[[ Material provided, beginning ]]

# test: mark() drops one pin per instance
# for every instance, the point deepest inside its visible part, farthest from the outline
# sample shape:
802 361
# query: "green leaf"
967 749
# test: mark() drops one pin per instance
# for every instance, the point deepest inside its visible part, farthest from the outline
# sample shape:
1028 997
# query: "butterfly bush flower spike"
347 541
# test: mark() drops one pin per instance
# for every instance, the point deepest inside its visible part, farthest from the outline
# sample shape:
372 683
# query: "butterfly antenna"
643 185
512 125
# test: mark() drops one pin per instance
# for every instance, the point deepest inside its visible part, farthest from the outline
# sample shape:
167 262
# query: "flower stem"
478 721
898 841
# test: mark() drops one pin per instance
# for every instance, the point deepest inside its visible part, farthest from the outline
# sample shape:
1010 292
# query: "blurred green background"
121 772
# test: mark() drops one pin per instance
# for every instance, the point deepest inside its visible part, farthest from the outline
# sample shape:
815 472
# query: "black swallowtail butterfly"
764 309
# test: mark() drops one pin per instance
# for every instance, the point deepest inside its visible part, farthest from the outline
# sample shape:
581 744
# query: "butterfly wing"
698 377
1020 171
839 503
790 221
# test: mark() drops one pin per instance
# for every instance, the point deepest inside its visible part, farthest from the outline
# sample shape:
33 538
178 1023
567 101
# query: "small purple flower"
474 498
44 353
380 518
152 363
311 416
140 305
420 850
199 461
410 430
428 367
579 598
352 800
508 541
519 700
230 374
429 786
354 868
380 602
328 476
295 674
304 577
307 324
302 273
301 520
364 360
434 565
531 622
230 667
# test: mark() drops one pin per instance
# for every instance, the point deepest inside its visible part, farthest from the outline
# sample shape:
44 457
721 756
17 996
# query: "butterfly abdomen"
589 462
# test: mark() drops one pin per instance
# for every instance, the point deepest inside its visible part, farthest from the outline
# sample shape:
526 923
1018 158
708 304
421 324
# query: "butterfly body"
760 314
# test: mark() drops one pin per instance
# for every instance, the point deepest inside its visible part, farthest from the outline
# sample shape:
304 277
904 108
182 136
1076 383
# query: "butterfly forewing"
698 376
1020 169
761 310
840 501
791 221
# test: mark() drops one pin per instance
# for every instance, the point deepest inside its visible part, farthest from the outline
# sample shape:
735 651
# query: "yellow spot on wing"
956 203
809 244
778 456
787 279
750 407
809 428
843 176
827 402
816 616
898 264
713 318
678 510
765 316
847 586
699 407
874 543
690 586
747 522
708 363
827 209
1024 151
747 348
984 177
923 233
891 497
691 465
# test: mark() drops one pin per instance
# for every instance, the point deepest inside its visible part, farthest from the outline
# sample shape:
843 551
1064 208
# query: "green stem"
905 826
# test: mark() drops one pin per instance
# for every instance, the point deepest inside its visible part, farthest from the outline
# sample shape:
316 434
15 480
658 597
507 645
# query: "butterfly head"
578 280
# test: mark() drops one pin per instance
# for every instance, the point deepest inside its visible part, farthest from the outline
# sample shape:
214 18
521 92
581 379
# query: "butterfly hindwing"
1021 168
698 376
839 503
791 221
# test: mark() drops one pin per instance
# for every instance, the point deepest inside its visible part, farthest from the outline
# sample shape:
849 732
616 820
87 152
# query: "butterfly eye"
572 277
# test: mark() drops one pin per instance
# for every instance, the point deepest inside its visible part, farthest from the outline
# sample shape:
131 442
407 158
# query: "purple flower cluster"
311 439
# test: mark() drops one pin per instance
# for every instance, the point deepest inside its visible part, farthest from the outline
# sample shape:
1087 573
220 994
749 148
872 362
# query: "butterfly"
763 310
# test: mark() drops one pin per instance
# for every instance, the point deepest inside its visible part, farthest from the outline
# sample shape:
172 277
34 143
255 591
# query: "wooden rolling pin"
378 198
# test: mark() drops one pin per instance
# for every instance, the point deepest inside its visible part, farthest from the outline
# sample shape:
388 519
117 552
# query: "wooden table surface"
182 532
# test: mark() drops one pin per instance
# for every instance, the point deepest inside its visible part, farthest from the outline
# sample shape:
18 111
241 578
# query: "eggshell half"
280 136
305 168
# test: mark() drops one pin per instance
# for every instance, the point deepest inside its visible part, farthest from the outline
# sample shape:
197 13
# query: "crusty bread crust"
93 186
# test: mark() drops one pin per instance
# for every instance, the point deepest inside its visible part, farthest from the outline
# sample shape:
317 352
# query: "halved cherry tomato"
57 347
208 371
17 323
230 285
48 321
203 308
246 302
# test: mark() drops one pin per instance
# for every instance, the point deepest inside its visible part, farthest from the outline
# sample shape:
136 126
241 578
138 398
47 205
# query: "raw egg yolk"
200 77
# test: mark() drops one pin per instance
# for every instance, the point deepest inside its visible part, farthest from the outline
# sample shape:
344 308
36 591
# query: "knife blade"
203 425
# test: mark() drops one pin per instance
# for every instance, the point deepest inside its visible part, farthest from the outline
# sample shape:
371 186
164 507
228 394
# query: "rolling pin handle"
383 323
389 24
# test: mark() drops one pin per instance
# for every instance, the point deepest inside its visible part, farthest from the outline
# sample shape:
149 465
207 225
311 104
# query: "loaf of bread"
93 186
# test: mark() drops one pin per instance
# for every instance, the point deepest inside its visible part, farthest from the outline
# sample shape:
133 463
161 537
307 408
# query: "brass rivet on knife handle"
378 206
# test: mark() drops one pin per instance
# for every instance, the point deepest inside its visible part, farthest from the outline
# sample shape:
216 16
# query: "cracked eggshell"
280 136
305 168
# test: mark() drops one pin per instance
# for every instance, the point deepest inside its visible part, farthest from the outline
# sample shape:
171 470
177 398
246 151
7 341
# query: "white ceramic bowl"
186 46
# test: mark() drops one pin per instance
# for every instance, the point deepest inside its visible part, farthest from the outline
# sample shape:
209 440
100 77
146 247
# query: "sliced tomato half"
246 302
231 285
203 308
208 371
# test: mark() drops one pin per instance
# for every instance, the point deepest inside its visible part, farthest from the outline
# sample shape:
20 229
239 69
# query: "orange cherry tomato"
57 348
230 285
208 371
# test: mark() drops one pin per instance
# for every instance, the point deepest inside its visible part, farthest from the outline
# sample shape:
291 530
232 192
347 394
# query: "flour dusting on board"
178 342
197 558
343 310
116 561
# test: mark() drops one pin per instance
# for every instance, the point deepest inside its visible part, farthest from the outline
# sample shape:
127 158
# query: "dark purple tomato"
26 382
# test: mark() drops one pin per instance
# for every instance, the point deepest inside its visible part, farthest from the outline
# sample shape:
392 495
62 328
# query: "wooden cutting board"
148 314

[[ Material provided, end ]]

From the first line down to the last, give the records again exactly.

# test: mark() drops one pin per instance
# for every instance, the point deepest inside its visible part, farthest from the outline
# sample shape:
802 361
# query: "green leaf"
967 749
# test: mark() drops one pin per instance
# for every instance, the point deepest inside its visible part, farthest from the outline
# sample shape:
1028 997
# query: "butterfly bush flower spike"
347 541
# test: mark() drops one pin per instance
# for every instance, the point deepest inside its visible part, farthest from the outline
# sample shape:
372 683
# query: "butterfly antenna"
643 185
512 125
# test: mark() drops one pin per instance
# for every instance, the point deepest inside its visible part, farthest from the outline
# sample shape:
167 262
# query: "flower stem"
478 721
898 841
# test: mark() drops one pin per instance
# for every instance, the point deepest inside its visible part, farthest from the outline
# sample shape:
1010 292
# query: "blurred green background"
121 772
# test: mark() drops one pin per instance
# for every instance, the point deepest inside its visible part, farthest from the outline
# sample shape:
815 472
# query: "black swallowtail butterfly"
764 309
# test: mark() drops one pin per instance
# for every instance, the point deepest inside its visible part, farthest from the outline
# sample shape:
581 744
# query: "butterfly wing"
698 377
1020 171
839 503
790 221
# test: mark() drops one pin per instance
# for every instance, the point deepest inside its visible part, farthest from the outline
# sample shape:
33 538
178 1023
567 101
# query: "small purple flower"
474 498
44 353
380 518
152 363
311 416
140 305
420 850
199 461
410 430
428 367
579 598
352 800
508 541
519 700
230 374
429 786
354 868
380 602
328 476
295 674
304 577
307 324
302 273
301 520
364 360
434 565
531 622
230 667
# test: mark() drops one pin per instance
# for every instance, the point deepest inside its visible part, farthest from the outline
# sample shape:
44 457
721 756
17 996
# query: "butterfly abdomen"
589 462
# test: mark() drops one pin per instance
# for every instance, the point deepest inside its visible part, farthest from the outline
# sample shape:
526 923
1018 158
708 304
421 324
# query: "butterfly body"
760 314
# test: mark() drops one pin per instance
# for every instance, the point deepest inside its visible part, farthest from the outline
# sample shape:
304 277
904 108
182 136
1076 383
# query: "butterfly forewing"
698 376
1020 169
761 310
840 501
791 221
# test: mark() drops one pin per instance
# for every instance, the point deepest inside its visible part, farthest from the outline
# sample shape:
735 651
# query: "yellow spot on wing"
956 203
809 244
778 456
787 279
750 407
809 428
843 176
827 402
816 616
898 264
713 318
678 510
765 316
847 586
699 407
874 543
690 586
747 522
708 363
827 209
1024 151
747 348
984 177
923 233
891 497
691 465
# test: mark() drops one pin per instance
# for every instance, the point deepest inside its visible part, farthest from the outline
# sample shape:
843 551
1064 208
# query: "green stem"
905 826
# test: mark() drops one pin per instance
# for every instance, the point deepest inside its visible part, farthest from the outline
# sample shape:
316 434
15 480
658 597
507 645
# query: "butterfly head"
578 280
# test: mark() drops one pin per instance
# for every instance, the point deepest inside its visible part, farthest from the outline
# sample shape:
214 18
521 92
581 379
# query: "butterfly hindwing"
1021 168
698 376
839 503
791 221
# test: mark() drops one pin per instance
# for every instance, the point deepest inside its visible part, farthest from the outline
# sample shape:
849 732
616 820
87 152
# query: "butterfly eye"
572 277
# test: mark() drops one pin per instance
# for every instance, the point deepest inside its visible part, farthest from the outline
# sample shape:
131 442
407 158
# query: "purple flower cluster"
311 439
# test: mark() drops one pin per instance
# for every instance, the point deepest inside its visible part, farthest from the outline
# sample shape:
1087 573
220 994
749 148
872 362
# query: "butterfly"
763 310
# test: mark() drops one pin per instance
# for every instance, the point deepest inside its visible part, farthest from the outline
# sample shape:
172 277
34 143
255 591
# query: "wooden rolling pin"
378 198
# test: mark() drops one pin per instance
# for every instance, the point deepest inside its visible part, farthest from the outline
# sample shape:
388 519
117 552
# query: "wooden table surface"
182 532
# test: mark() drops one pin per instance
# for every instance, the point deepest inside its visible part, farthest from the outline
# sample shape:
18 111
241 578
# query: "eggshell half"
280 136
305 168
# test: mark() drops one pin per instance
# for every instance, the point deepest inside its visible part, farthest from the outline
# sample shape:
197 13
# query: "crusty bread crust"
93 186
# test: mark() drops one pin per instance
# for every instance, the point deepest inside its visible part, farthest from the outline
# sample shape:
317 352
# query: "halved cherry tomato"
57 347
208 371
17 323
230 285
48 321
203 308
246 302
# test: mark() drops one pin per instance
# for every instance, the point deepest inside its visible part, farthest from the outline
# sample shape:
136 126
241 578
138 398
47 205
# query: "raw egg yolk"
200 77
# test: mark() drops one pin per instance
# for every instance, the point deepest inside its visible part, farthest from the outline
# sample shape:
344 308
36 591
# query: "knife blade"
203 425
# test: mark() drops one pin per instance
# for every instance, the point deepest inside its visible part, farthest from the outline
# sample shape:
371 186
164 507
228 394
# query: "rolling pin handle"
383 323
389 24
# test: mark() drops one pin per instance
# for every instance, the point deepest inside its visible part, farthest from the outline
# sample shape:
149 465
207 225
311 104
# query: "loaf of bread"
93 186
# test: mark() drops one pin per instance
# for every instance, the point deepest inside its visible part, farthest from the outline
# sample shape:
133 463
161 537
307 408
# query: "brass rivet on knife handle"
378 206
# test: mark() drops one pin per instance
# for every instance, the point deepest inside its visible part, farthest from the outline
# sample shape:
216 16
# query: "cracked eggshell"
280 136
305 168
# test: mark() drops one pin per instance
# for every instance, the point deepest inside its visible part, farthest from the outline
# sample shape:
171 470
177 398
246 151
7 341
# query: "white ceramic bowl"
186 46
# test: mark() drops one pin per instance
# for every instance, the point deepest inside its visible part, farthest from the outline
# sample shape:
209 440
100 77
146 247
# query: "sliced tomato half"
246 302
231 285
203 308
208 371
# test: mark() drops one pin per instance
# for every instance, the point deepest inside its visible part, farthest from the outline
# sample shape:
20 229
239 69
# query: "orange cherry tomato"
57 348
230 285
208 371
# test: mark() drops one pin per instance
# for every instance, the point deepest inside its visible part, farthest from the outline
# sample shape:
291 530
232 192
347 394
# query: "flour dusting on board"
178 342
197 558
343 310
116 561
# test: mark() drops one pin per instance
# for every instance, the point deepest inside its visible part, farthest from the outline
# sample shape:
127 158
# query: "dark purple tomato"
26 382
# test: mark() drops one pin per instance
# for every instance, the point deepest inside its visible part, farthest from the outline
# sample shape:
392 495
62 328
# query: "wooden cutting board"
148 314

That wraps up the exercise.